_Exercise materials_.
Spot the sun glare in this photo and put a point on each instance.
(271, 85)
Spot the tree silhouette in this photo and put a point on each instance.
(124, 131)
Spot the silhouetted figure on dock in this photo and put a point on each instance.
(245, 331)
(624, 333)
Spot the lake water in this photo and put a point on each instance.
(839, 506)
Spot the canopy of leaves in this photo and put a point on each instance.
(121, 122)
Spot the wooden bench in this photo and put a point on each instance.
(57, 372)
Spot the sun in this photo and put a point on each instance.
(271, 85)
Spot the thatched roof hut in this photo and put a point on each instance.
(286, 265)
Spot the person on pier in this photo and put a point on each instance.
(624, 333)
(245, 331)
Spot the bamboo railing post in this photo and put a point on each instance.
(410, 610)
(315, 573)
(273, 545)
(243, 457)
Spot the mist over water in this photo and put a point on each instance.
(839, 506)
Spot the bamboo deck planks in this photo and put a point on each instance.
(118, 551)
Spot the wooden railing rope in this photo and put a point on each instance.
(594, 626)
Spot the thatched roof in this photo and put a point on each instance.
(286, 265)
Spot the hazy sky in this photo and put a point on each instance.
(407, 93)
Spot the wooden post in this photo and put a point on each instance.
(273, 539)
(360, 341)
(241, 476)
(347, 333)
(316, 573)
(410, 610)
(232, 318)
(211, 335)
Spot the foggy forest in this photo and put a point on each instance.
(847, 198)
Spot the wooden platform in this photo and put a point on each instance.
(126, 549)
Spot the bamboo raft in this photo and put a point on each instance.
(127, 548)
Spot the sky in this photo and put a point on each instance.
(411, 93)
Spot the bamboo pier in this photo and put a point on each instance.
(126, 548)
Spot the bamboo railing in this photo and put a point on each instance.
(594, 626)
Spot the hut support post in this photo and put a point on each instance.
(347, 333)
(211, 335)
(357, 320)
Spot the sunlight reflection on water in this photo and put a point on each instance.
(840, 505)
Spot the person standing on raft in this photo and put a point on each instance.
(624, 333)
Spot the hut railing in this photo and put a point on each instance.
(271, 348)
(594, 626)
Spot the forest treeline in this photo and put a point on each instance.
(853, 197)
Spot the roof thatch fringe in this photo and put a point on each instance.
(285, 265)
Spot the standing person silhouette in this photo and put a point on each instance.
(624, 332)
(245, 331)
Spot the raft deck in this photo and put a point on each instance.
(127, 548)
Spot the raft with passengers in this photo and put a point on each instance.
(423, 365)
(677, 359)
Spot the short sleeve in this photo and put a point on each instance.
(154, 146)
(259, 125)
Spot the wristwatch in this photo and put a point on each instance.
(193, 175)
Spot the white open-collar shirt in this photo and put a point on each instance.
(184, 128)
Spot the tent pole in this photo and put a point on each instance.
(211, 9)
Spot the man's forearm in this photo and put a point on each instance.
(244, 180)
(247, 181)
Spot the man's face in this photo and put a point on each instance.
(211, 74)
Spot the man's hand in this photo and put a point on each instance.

_Job_. Reproduce all the entries above word for word, without changing anything.

_Solved problem_.
Spot the sun glare in this photo and put a point on each instance.
(271, 85)
Spot the tree silhouette in this photo and put a point on each instance.
(124, 131)
Spot the silhouetted figure on dock in this photo and put a point on each instance.
(245, 331)
(624, 333)
Spot the lake water in this photo and put a point on each instance.
(839, 506)
Spot the canopy of leaves in this photo and put a point on each instance.
(121, 122)
Spot the wooden bench in this photo and put a point on each instance.
(57, 372)
Spot the sun in this photo and put a point on each instance.
(271, 85)
Spot the thatched roof hut in this photo and put a point on each instance.
(286, 265)
Spot the person on pier in this photo and put a point on each instance.
(624, 333)
(245, 331)
Spot the bamboo railing post in this photo and put a point on each instance.
(410, 610)
(315, 573)
(273, 545)
(243, 457)
Spot the mist over water in this photo and put a point on each instance.
(839, 506)
Spot the bamboo deck planks in this photo and put a point on each instance.
(118, 551)
Spot the wooden railing rope in this photo and put a point on each instance.
(594, 626)
Spot the thatched roof in this photo and put a point on each instance.
(286, 265)
Spot the hazy sky in this photo and put a point on each instance.
(407, 93)
Spot the wooden post in this photo and put a point on each instance.
(273, 539)
(360, 341)
(241, 476)
(347, 333)
(316, 573)
(410, 610)
(232, 318)
(211, 335)
Spot the foggy forest in this photo and put a point on each instance.
(847, 198)
Spot the wooden platform in this photo and put a point on each instance.
(126, 549)
Spot the bamboo raft in this photo and put a point on each instance.
(127, 548)
Spot the sky in this photo and put a point on each instance.
(411, 93)
Spot the bamboo pier in this photo and put a point on each instance.
(126, 548)
Spot the bamboo railing in this photo and put a point on each instance.
(594, 626)
Spot the hut support post in this photo and put a point on each instance.
(347, 333)
(211, 335)
(357, 320)
Spot the sunlight reflection on water in this photo and put a point on each instance.
(840, 505)
Spot the person standing on raft in this photo and put a point on each instance.
(624, 333)
Spot the hut railing in this photo and put a point on each instance.
(271, 348)
(594, 626)
Spot the forest treeline in this photo and put a point on each instance.
(853, 197)
Spot the roof thatch fringe in this photo and put a point on each instance.
(285, 265)
Spot the standing person silhouette in this photo and put a point on each instance.
(624, 332)
(245, 331)
Spot the raft deck in this photo and put a point on each instance.
(127, 548)
Spot the raft with passengers in this photo and put a point on each instance.
(423, 365)
(677, 359)
Spot the short sleeve in this photo and put a point on each instance.
(154, 146)
(259, 125)
Spot the wristwatch in this photo and put a point on each instance.
(193, 175)
Spot the white open-collar shirt in this photo and put a point on each instance.
(184, 128)
Spot the tent pole in this photo and put a point on each instance.
(211, 9)
Spot the man's forearm in this photo and put a point on each instance.
(244, 180)
(247, 181)
Spot the man's face in this photo and put a point on each instance.
(211, 74)
Spot the man's hand in this photo and put a point on each instance.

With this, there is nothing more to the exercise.